[Data records]
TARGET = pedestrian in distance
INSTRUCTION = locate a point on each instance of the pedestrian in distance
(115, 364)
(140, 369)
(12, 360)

Task directions:
Please write out only the lines from the one containing "INSTRUCTION = locate" to the end of the records above, exactly, both ends included.

Answer for the task:
INSTRUCTION = locate a point on each instance of the pedestrian in distance
(115, 364)
(140, 369)
(12, 360)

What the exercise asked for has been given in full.